(Input records):
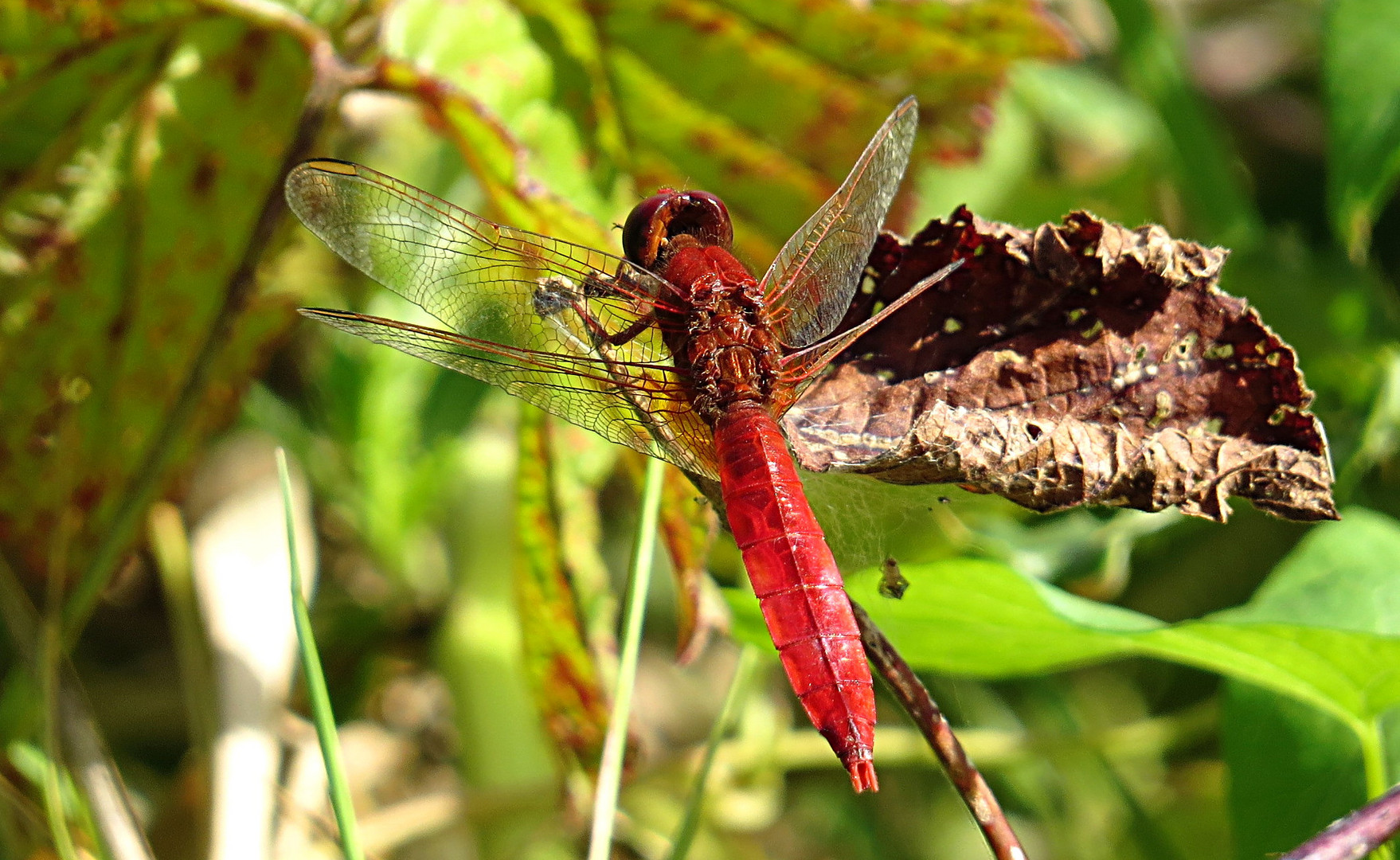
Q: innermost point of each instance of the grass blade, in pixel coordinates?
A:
(740, 686)
(615, 744)
(321, 713)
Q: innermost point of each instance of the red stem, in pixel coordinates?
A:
(914, 697)
(1355, 835)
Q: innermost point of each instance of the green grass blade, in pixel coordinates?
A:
(321, 713)
(615, 744)
(738, 686)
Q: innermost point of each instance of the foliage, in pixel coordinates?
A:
(142, 153)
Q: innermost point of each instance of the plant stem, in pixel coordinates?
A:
(934, 726)
(609, 771)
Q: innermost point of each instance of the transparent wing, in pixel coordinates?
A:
(815, 275)
(522, 311)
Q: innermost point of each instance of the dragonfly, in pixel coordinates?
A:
(672, 349)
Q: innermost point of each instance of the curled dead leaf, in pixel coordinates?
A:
(1081, 363)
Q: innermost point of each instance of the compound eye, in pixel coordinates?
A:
(705, 217)
(646, 227)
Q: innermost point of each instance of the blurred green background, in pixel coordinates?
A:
(1133, 686)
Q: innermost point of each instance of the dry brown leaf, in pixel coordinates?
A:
(1081, 363)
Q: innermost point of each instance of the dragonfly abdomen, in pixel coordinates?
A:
(798, 584)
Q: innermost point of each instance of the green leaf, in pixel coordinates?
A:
(685, 92)
(1361, 64)
(127, 208)
(1294, 769)
(980, 618)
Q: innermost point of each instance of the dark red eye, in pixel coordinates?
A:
(668, 215)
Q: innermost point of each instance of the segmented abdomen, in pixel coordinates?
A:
(798, 584)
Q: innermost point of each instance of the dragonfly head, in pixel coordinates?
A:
(671, 221)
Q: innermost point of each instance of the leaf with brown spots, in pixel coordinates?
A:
(1081, 363)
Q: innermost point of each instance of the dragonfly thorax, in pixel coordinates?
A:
(724, 339)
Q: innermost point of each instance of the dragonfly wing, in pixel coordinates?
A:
(814, 276)
(520, 310)
(646, 408)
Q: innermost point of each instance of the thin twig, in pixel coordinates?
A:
(931, 723)
(1355, 835)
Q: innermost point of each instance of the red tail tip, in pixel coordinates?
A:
(862, 775)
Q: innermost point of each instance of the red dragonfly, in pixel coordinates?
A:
(675, 350)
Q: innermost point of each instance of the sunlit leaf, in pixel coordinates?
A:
(127, 210)
(979, 618)
(1361, 64)
(563, 674)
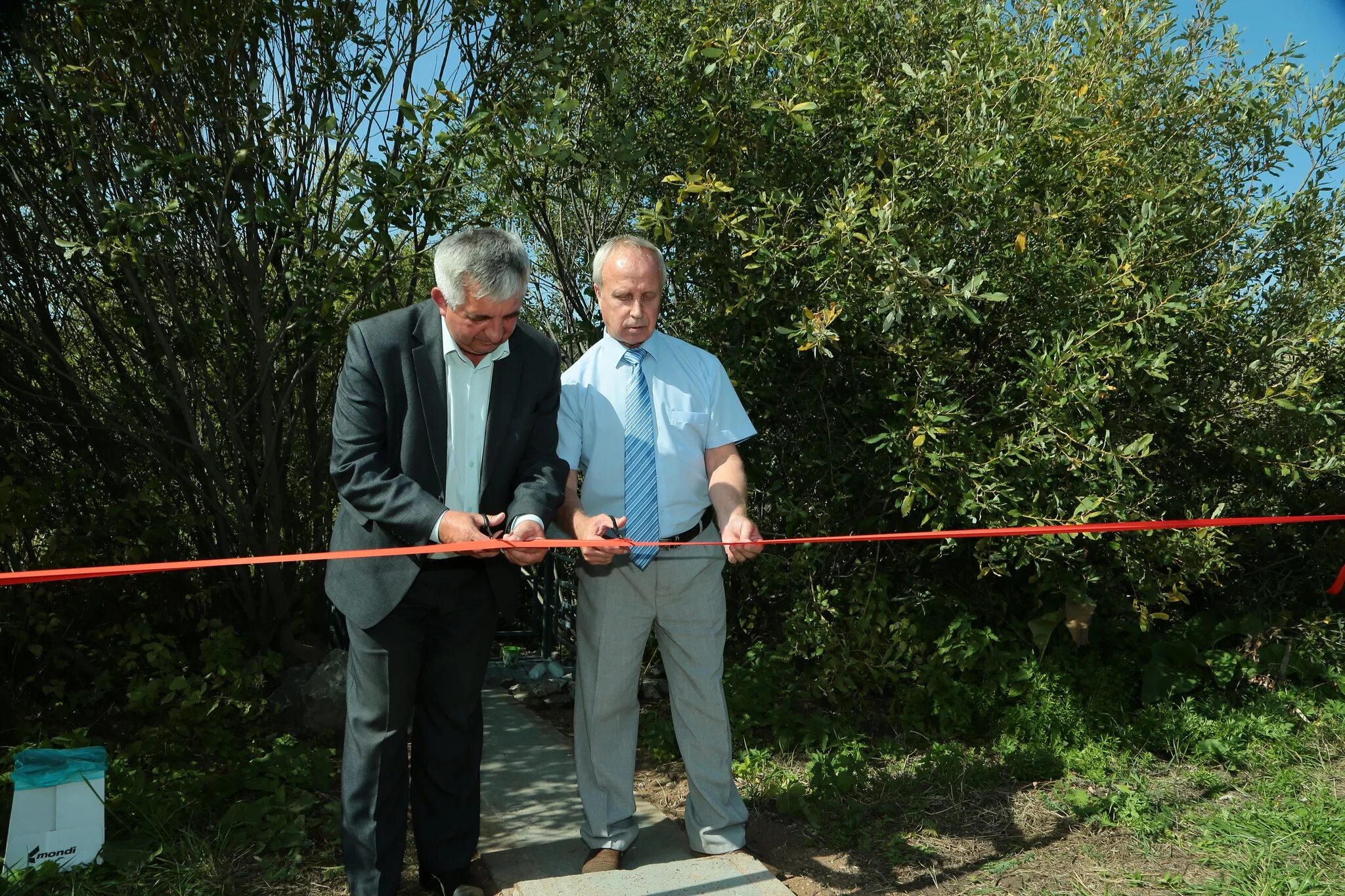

(To do): Please output all the records above exactly, leaving out every picture.

(Expected answer):
Q: innermost point of each instance of the grass blade, in pixel coordinates?
A:
(740, 686)
(615, 744)
(321, 713)
Q: innermost point of each instance of the red stem, in pixel coordinates?
A:
(914, 697)
(1355, 835)
Q: innermost point of each instance of the green grass blade, in pixel coordinates?
A:
(321, 713)
(615, 744)
(738, 686)
Q: innermost point of each instance of the foliage, in pixel coordinates?
A:
(142, 153)
Q: innermost point of each instance of the plant stem, in pixel coordinates?
A:
(934, 726)
(609, 771)
Q: innermost point of each instance of the transparent wing, in pixel coordinates?
A:
(815, 275)
(522, 311)
Q: innermost point of each instance of the dragonfly, in pixel coordinates?
A:
(672, 349)
Q: innermost point of each instance of the curled dead leaf, in pixel coordinates?
A:
(1081, 363)
Q: innermost point of each instance of the compound eye, in pixel coordinates?
A:
(705, 217)
(646, 227)
Q: innermost point of each instance of the blurred green background, in pixel coordinates?
A:
(1133, 686)
Q: innermost point of each instance of the dry brown leaf, in pixel coordinates?
A:
(1081, 363)
Q: innermost point of each instance of the dragonfly abdomen, in pixel coordinates?
A:
(798, 584)
Q: innermost point of each instance of the green leaf, in pixel coordinates?
A:
(685, 92)
(1361, 64)
(127, 208)
(1294, 769)
(980, 618)
Q: innermost point of each instance of the dark red eye, in pixel coordinates?
A:
(668, 215)
Q: innermost point of each instance of the segmented abdomen, in pixel coordinates?
A:
(798, 584)
Q: innermost point of each instance of the dragonfly head, in pixel coordinates?
A:
(671, 221)
Q: innermost point of each instance of the leaf with brown spots, in pixel coordinates?
A:
(1081, 363)
Q: innermost point of each instance of the dragonfly thorax, in pixel coordinates?
A:
(724, 339)
Q: innermost point of each instance of the dragonfly wing, in pixel coordinates?
A:
(814, 276)
(520, 310)
(646, 408)
Q: innermost point of each instance of the thin twig, in pixel coordinates?
A:
(931, 723)
(1355, 835)
Q: innermost point of each instance of the red tail tip, in pixel coordinates?
A:
(862, 775)
Q: innermost point of each instance of the red dragonfly, in pixel coordinates?
A:
(675, 350)
Q: innermost point of each instance of the sunlit leaf, in pixel coordinates?
A:
(127, 210)
(979, 618)
(1361, 64)
(563, 674)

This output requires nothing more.